Source passage Block Start

= Christiaan Bernhard Albinus =

German-Dutch anatomist (d. 1752)

Christiaan Bernhard Albinus (20 March 1698/19 March 1699 – 5 April 1752) was a German-Dutch anatomist, son of the anatomist Bernhardus Albinus and brother of the brother of Bernhard Siegfried Albinus (1697–1770) and Frederick Bernhard Albinus (1715–1778). He served as a professor of anatomy at the University of Utrecht.

Albinus was born in Berlin and studied at the University of Leiden. He received his medical degree in 1772 and was appointed the next year in the University of Utrecht, becoming a professor there in 1724. He was involved in producing a second edition of William Cowper's anatomic atlas. He left anatomy in 1747 to become a magistrate in Utrecht.

His publications include:
- [[iarchive:b30542911|Specimen inaugurale [anatomicum] exhibens nova teniuium hominis intestinorum descriptionem]] (Leiden, 1722; repr, 1724)
- Oratio inauguralis de anatome prodente errores in medici (Utrecht, 1723) alternate title De anatome errores detegente in medicina
- Edited: William Cowper, The Anatomy of Humane Bodies, With Figures Drawn After the Life by Some of the Best Masters in Europe etc. (Leiden, 1737).

Source passage Block End

Task instructions: Please summarize the passage on Christiaan Bernhard Albinus in two sentences.

Listed entries Block Start

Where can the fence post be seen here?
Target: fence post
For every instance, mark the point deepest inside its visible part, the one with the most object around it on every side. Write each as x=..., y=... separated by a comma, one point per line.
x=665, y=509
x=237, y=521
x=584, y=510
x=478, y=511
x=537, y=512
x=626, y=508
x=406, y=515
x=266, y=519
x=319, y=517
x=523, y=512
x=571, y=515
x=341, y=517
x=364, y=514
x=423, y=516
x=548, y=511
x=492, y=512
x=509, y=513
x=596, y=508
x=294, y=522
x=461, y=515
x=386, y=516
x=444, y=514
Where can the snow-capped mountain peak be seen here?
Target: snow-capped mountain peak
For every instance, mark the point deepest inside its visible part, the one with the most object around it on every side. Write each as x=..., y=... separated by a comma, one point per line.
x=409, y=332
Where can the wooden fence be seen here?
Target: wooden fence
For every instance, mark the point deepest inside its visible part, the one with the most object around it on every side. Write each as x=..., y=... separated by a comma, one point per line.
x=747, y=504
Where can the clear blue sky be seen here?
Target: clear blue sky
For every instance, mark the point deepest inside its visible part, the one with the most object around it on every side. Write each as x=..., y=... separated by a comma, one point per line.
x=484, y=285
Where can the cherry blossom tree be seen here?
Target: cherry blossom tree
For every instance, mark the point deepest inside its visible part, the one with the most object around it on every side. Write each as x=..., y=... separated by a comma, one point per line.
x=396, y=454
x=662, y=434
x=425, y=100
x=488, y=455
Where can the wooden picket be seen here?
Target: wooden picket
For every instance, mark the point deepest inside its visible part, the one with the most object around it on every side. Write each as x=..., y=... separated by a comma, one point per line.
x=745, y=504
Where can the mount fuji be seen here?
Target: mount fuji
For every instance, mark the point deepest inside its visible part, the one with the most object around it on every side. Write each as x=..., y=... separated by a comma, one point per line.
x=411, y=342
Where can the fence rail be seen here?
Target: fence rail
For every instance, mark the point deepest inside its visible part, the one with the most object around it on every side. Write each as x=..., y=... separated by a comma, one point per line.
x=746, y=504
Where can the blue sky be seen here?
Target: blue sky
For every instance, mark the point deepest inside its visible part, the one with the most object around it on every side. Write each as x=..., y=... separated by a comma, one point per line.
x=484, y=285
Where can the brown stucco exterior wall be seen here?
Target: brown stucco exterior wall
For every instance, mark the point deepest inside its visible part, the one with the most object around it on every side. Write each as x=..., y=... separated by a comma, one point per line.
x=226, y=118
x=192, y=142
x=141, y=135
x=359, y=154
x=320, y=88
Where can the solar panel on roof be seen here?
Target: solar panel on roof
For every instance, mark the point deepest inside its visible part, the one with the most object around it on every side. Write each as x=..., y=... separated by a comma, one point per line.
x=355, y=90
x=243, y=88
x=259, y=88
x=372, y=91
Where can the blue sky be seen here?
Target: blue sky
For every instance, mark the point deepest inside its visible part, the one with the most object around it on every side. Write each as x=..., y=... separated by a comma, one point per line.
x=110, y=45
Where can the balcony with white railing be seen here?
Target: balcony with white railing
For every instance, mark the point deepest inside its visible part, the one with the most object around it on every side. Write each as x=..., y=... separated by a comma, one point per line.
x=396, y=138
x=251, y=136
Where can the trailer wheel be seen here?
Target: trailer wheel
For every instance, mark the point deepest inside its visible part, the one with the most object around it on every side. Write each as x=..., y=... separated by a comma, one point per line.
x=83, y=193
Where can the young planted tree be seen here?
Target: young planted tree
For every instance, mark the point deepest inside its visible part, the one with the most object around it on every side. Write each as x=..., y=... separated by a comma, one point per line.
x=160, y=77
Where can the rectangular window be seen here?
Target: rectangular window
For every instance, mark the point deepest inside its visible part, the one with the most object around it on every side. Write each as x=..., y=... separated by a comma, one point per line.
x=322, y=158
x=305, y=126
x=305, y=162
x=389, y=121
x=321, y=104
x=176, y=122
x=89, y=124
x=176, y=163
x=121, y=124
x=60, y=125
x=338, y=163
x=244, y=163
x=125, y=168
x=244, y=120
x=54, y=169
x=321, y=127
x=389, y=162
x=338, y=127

Listed entries Block End

Answer to the problem: Christiaan Bernhard Albinus was a German-Dutch anatomist, the son of the anatomist Bernhardus Albinus. He was born in Berlin, studied at the University of Leiden, and became a professor of anatomy at the University of Utrecht, and he helped produce a second edition of William Cowper's anatomic atlas before leaving anatomy in 1747 to become a magistrate in Utrecht.